_Requirement_
List every number written in digits in the report on the left in India, from its header to its final sentence.

June 2011 
Year 17    No.158
Special Report


This is no goodbye

The defeat of the left parties does not mean the defeat of the left movement: A statement by leftists within Indian civil society

BY SHARIB ALI & SHAZIA NIGAR

In a minor replay of 1989 and the fall of the Berlin Wall, the Indian media have been gloating at the defeat of the Left Front in West Bengal especially and have repeatedly suggested that this signals the ‘end of the left in India’. Even at the best of times our news channels tend to avoid serious analyses of the underlying trends within the country, since they have transformed the news itself into a form of entertainment on models surpassed only by the US news networks.

For its part, the CPI(M) leadership has been at pains to minimise the significance of the defeat (in Bengal especially) and said that it would be wrong to write off the left. For them ‘the left’ means the Left Fronts in Bengal and Kerala and, of course, chiefly the CPI(M) itself. They stress the fact that they still retain a considerable vote share, just over 40 per cent in West Bengal for example, and there is indeed some truth in this claim.

_Entries shown_
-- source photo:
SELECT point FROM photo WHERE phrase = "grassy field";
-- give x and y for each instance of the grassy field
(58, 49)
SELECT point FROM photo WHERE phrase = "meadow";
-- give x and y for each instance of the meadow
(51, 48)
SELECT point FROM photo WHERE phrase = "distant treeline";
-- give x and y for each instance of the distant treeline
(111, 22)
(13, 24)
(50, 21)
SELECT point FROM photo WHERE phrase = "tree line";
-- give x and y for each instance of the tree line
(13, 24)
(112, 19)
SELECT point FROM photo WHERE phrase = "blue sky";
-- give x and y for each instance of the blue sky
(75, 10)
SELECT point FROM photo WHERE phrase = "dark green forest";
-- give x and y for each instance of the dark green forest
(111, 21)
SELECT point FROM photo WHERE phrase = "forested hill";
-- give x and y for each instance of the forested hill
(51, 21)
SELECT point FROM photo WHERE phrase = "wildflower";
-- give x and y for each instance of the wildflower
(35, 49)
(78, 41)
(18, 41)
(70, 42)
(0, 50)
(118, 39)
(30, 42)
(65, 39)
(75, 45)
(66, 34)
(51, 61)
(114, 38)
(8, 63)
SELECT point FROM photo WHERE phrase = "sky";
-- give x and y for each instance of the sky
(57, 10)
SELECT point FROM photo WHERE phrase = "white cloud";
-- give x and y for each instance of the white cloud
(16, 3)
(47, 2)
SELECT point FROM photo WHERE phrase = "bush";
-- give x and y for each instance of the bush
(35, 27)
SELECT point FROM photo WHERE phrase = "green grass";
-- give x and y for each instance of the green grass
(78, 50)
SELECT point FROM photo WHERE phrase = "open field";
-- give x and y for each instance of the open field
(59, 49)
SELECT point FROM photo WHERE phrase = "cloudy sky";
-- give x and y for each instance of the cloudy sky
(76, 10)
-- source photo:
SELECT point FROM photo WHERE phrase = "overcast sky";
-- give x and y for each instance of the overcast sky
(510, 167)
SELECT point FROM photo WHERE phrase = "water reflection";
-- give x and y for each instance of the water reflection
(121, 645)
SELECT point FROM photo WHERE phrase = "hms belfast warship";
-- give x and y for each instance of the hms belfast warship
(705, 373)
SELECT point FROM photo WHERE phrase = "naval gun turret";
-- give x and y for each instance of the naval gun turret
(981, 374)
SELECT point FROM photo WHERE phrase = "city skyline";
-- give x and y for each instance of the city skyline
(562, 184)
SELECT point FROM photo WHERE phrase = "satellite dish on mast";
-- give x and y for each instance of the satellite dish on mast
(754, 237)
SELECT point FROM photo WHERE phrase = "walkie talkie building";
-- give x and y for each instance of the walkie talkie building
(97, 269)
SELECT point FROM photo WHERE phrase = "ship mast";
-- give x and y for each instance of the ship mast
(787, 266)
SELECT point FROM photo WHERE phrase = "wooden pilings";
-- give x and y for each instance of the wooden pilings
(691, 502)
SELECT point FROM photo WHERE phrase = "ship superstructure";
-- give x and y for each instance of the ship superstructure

_Task result_
2011, 17, 158, 1989, 40